Wartime Memories of Arnside
Gillian Asplin was born Gillian Davy in 1939 in Grange-over-Sands, but the family soon moved to Arnside as her father had a business transporting coal from the railway sidings at Sandside. She has strong memories of her early days on High Knott Road. Her father was away from home during World War 2 and the family had to make do. Christmas trees were not easily available, but Gillian and her older brother were over the back wall onto Arnside Knott providing the family tree by other means.
Her brother became a boarder at the local school Earnseat, now Ashmeadow House on the Promenade and as the Second World War started evacuees came to Arnside. The lady staying with Gillian sounds to have been rather strict as even though a very small child she can remember being taught to eat everything she was given on pain of a visit from the Minister of Food. Rationing was in force, and a favourite treat was dipping bread in the lard and jelly under a joint of meat.
Another evacuee three doors down was the sister of a famous star off the radio. Miss Cavanagh would give Gillian elocution lessons and teach her the “correct” sound of her own name!

(Data to examine):

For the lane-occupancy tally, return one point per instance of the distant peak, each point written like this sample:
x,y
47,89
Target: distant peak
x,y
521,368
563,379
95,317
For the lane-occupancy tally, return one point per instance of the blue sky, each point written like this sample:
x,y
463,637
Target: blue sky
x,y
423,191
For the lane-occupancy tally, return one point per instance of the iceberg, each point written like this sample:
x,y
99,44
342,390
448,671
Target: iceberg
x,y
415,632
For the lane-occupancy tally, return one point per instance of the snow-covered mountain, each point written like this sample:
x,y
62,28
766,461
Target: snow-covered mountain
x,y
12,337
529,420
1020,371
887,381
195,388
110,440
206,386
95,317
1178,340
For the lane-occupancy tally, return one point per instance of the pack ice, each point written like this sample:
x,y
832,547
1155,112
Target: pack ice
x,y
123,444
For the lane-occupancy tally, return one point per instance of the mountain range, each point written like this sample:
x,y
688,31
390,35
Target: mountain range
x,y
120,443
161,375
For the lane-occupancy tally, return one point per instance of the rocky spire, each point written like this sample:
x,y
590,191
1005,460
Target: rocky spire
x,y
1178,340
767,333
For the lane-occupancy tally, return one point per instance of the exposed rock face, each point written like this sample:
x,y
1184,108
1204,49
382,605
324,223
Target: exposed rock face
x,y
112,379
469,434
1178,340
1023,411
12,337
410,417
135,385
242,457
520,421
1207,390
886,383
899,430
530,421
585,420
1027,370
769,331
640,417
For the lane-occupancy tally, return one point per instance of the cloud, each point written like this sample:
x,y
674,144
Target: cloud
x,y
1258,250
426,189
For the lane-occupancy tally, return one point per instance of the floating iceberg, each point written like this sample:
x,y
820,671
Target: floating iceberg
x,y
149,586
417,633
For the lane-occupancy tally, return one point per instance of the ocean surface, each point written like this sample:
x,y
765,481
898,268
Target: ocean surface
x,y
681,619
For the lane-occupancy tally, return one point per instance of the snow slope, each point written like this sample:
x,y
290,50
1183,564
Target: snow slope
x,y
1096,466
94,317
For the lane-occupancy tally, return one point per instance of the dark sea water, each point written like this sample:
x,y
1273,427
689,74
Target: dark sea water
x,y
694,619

(Work request):
Print the passage of the Arnside wartime memories text between "Another evacuee three" and "her own name!", inclusive, without altering a word.

(Output below):
Another evacuee three doors down was the sister of a famous star off the radio. Miss Cavanagh would give Gillian elocution lessons and teach her the “correct” sound of her own name!